(Aim 1)
In the listing below, reproduce verbatim the section that begins with the line containing "For this batch, your assigned class is tall" and ends with the line containing "xmin=49 ymin=316 xmax=78 ymax=340", both included.

(Page excerpt)
•••••

Ok, Fair call there, Yes its exchangeable for oil. It does happen to trade at and around the 'market rate', depending on exactly how you define that, and the dynamics of it. But lets be clear, International trade, and countries reserves, are not strictly bound to USD and enforced across asset classes. So... Theirs a lot of different currencies that make up international trade, and theirs a lot of different currencies that make up foreign currency reserves... If an OIL company says they would prefer to sell oil for USD or any other particular currency, because they buy a lot of stuff from that location, No agreement, just happens to be done that way. Then that's fine, and that, I understand.
What countries do with their accumulated FX reserves also has a part to play in the USD trade dominance. Net excess FX reserves (ie a situation where a country sells more exports denominated in USD than it imports) need to be managed by CBs in a way that ensures domestic stability. In other words they need to be held in low risk, highly liquid asset classes. The US Treasury securities market (at $27 Trillion worldwide) provides this low risk, highly liquid environment. So the next time "Joe Six-pack" ponders the USD dominance in global trade as opposed to say using the Kina, point out that it's more to do with investing excess reserves in markets with low sovereign credit risk and high liquidity making it as easy as possible to exchange securities as opposed to the US planning $ dominance (though it works to their advantage).
I would still consider that any country producing a good internally in their country of origin, would calculate up the cost of all the inputs to create said product (in their own currency where the items manufactured, add their profit margins, and then, calculate a USD price based on the exchange rate, where... The price in their local currency is likely more stable, relevant, and for the short term, fixed. While to USD price listed varies as the USD exchange rate changes. It's not "really" a usd costed product. It's a converted quote and would come with a very quote expiration. No manufacturer is calculating usd on product inputs in a country where their manufacturing exposure is in another currency. So I kinda think that the relativity of "prices denominated in USD. Is equivalent to units of measure in imperial or metric. Sure.. product is made in metric... What's the point of listing it's imperial measurements.. the values going to by off by a small margin or spread at all times, and the actual situation is masked by ease of "a standard comparison figure... Just cos I got it at usd $x one time.. doesn't mean i can get it at that price again tomorrow... it's going depend on an exchange rate... Better to understand the imports are unit currency... and if you intend on buying more later without an exchange rate factor applied.. buy enough or the target countries currency in advance to minimise later risk of currency deviation. Or just read the usd price at the time... Whatever it ends up being... Dunno how you'd justify a project that requires a product at a future price subject to currency pair fluctuation though...
Though that is different to Central banks ensuring the relative value of the basket of currencies comprising their reserves remains above a particular value threshold. Completely different kettle of fish there and in that scenario. I guess it would be more of a governmental and central bank related issue than one that actually reaches the big manufacturing and corporates that operate on those countries. Those businesses are not spending the countries currency reserves when they import the inputs to their products. And they are not filling up the countries currency reserves when they sell their products internationally. Right?... Or is government intercepting trade comms and doing funnies with the numbers between buyers and sellers??? Pretty sure TLS isn't broken yet.

•••••

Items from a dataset
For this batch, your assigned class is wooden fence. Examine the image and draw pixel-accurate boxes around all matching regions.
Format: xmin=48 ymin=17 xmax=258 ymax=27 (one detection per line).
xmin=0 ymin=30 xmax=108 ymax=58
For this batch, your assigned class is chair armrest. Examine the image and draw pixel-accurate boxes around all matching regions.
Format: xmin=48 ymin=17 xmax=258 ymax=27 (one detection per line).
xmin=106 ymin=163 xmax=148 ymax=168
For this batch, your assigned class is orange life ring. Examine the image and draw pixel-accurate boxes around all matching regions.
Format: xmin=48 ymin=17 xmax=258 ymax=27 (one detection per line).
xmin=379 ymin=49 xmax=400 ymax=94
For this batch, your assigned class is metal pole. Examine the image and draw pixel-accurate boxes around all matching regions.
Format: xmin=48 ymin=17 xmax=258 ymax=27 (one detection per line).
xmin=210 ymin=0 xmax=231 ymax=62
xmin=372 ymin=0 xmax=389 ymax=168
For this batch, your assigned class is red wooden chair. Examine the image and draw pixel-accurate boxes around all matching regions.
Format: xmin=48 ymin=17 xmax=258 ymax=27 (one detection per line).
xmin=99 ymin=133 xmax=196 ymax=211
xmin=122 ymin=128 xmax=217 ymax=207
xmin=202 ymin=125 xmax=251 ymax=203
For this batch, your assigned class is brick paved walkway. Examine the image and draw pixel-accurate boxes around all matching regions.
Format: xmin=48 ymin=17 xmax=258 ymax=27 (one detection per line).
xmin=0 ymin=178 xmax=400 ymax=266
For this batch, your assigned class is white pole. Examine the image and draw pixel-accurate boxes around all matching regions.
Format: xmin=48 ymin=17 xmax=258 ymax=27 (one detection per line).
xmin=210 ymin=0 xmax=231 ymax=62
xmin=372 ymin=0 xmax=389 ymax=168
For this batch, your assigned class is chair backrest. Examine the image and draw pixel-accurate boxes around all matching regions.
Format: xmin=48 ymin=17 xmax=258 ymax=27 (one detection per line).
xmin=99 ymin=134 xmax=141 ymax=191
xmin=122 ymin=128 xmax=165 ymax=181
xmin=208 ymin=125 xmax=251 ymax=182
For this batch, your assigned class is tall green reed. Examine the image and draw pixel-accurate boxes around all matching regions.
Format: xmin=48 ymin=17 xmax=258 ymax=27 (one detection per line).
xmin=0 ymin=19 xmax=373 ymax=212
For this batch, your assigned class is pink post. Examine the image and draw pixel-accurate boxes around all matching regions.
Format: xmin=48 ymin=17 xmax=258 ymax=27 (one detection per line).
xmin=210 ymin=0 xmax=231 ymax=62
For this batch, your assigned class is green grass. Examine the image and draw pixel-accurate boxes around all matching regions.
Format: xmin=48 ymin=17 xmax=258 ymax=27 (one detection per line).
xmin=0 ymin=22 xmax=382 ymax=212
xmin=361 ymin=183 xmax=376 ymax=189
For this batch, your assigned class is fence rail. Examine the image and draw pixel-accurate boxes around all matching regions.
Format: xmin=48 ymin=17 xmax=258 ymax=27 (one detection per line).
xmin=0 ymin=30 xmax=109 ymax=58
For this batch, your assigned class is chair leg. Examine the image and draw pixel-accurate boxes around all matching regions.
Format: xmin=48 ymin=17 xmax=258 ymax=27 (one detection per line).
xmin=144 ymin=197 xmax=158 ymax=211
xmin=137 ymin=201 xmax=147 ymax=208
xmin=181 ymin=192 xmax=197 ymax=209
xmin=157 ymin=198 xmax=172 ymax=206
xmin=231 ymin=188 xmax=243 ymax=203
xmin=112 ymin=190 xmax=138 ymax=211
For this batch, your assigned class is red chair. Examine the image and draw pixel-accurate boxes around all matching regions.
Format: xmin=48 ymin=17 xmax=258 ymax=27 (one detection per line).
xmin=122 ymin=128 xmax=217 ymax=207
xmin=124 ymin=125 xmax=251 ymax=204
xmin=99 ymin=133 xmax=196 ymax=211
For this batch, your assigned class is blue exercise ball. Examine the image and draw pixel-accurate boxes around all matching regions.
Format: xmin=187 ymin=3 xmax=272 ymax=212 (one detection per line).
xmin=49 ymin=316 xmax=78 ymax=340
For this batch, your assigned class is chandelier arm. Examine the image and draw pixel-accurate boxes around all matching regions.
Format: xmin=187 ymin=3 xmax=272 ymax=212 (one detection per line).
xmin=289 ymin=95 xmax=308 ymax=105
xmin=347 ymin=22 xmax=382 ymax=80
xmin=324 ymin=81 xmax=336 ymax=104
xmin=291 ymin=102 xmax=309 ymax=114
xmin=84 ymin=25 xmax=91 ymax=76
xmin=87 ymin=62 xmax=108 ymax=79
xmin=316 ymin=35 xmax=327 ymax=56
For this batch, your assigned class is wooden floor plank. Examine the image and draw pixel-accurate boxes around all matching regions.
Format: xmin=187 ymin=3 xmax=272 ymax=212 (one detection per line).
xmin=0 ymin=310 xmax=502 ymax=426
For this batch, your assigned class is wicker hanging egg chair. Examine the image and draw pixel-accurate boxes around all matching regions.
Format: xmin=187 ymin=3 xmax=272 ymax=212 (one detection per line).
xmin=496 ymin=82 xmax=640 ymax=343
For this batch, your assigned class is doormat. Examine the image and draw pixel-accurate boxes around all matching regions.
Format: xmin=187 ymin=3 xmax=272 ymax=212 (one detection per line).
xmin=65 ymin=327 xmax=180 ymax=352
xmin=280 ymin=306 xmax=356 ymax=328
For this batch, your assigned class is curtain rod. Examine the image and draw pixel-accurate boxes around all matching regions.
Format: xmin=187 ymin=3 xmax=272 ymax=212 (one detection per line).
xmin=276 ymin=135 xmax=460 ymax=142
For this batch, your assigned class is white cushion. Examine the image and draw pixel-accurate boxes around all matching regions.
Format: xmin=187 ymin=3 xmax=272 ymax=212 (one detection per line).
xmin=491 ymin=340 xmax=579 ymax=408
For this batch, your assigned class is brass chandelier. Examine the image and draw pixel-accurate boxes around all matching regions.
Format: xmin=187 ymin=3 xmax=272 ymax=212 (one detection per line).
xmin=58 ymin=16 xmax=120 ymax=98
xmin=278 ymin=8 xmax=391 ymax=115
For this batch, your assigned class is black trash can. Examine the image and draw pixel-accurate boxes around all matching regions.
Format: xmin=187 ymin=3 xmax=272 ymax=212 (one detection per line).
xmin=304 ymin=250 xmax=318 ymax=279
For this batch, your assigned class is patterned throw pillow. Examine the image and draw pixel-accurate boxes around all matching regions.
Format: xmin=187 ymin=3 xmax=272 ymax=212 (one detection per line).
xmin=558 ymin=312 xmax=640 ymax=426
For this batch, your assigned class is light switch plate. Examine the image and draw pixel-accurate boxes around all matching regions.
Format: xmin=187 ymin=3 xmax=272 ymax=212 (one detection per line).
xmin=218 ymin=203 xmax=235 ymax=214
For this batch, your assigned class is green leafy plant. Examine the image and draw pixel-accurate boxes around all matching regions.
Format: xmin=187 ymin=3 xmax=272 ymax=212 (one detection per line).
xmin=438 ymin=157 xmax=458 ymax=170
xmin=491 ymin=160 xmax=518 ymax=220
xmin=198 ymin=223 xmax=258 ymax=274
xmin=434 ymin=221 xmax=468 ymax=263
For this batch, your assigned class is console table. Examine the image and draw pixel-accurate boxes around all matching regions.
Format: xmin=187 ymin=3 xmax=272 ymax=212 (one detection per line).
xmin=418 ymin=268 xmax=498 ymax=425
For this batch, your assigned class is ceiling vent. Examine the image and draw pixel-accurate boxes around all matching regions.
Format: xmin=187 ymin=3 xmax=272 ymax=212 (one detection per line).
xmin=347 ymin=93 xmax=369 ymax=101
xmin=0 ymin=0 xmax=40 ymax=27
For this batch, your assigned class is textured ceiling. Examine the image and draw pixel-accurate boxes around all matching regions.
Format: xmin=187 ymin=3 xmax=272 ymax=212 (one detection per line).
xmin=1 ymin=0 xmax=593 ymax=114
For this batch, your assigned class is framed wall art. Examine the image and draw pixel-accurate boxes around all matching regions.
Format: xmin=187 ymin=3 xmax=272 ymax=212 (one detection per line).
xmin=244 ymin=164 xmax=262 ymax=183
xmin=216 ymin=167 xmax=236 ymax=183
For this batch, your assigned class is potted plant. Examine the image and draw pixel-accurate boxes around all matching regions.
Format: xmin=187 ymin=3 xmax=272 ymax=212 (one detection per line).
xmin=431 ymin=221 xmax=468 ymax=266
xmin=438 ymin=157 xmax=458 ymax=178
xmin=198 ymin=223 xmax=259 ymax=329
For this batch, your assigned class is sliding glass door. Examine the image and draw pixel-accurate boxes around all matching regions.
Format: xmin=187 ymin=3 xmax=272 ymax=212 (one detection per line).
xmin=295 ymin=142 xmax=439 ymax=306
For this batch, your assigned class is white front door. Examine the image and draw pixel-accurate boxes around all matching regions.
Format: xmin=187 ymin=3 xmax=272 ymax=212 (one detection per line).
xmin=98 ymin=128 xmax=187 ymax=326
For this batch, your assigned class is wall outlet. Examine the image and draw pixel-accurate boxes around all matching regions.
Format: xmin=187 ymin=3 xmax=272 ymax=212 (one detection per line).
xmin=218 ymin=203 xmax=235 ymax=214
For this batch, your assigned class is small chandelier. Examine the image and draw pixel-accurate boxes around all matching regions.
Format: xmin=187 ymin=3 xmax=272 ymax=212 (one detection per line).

•••••

(Aim 2)
In the discussion of the US dollar's dominance in trade, how large is the US Treasury securities market said to be?

(Worked solution 1)
For this batch, your assigned class is tall green reed. Examine the image and draw pixel-accurate boxes around all matching regions.
Format: xmin=48 ymin=17 xmax=258 ymax=27 (one detection per line).
xmin=0 ymin=19 xmax=373 ymax=212
For this batch, your assigned class is pink post. Examine the image and draw pixel-accurate boxes around all matching regions.
Format: xmin=48 ymin=17 xmax=258 ymax=27 (one detection per line).
xmin=210 ymin=0 xmax=231 ymax=62
For this batch, your assigned class is green grass. Examine the image and draw pixel-accurate boxes around all matching regions.
Format: xmin=48 ymin=17 xmax=258 ymax=27 (one detection per line).
xmin=0 ymin=22 xmax=382 ymax=212
xmin=361 ymin=183 xmax=376 ymax=189
For this batch, your assigned class is fence rail. Examine the image and draw pixel-accurate boxes around all matching regions.
Format: xmin=48 ymin=17 xmax=258 ymax=27 (one detection per line).
xmin=0 ymin=30 xmax=109 ymax=58
For this batch, your assigned class is chair leg. Examine the image and draw pixel-accurate boxes around all matching regions.
Format: xmin=48 ymin=17 xmax=258 ymax=27 (one detection per line).
xmin=144 ymin=197 xmax=158 ymax=211
xmin=137 ymin=201 xmax=147 ymax=208
xmin=181 ymin=192 xmax=197 ymax=209
xmin=157 ymin=198 xmax=172 ymax=206
xmin=231 ymin=188 xmax=243 ymax=203
xmin=112 ymin=190 xmax=138 ymax=211
For this batch, your assigned class is red chair. Examine the image and draw pixel-accurate boxes around all matching regions.
Format: xmin=48 ymin=17 xmax=258 ymax=27 (one detection per line).
xmin=122 ymin=128 xmax=217 ymax=207
xmin=124 ymin=125 xmax=251 ymax=204
xmin=99 ymin=133 xmax=196 ymax=211
For this batch, your assigned class is blue exercise ball. Examine the image and draw pixel-accurate boxes around all matching regions.
Format: xmin=187 ymin=3 xmax=272 ymax=212 (one detection per line).
xmin=49 ymin=316 xmax=78 ymax=340

(Worked solution 2)
$27 trillion worldwide.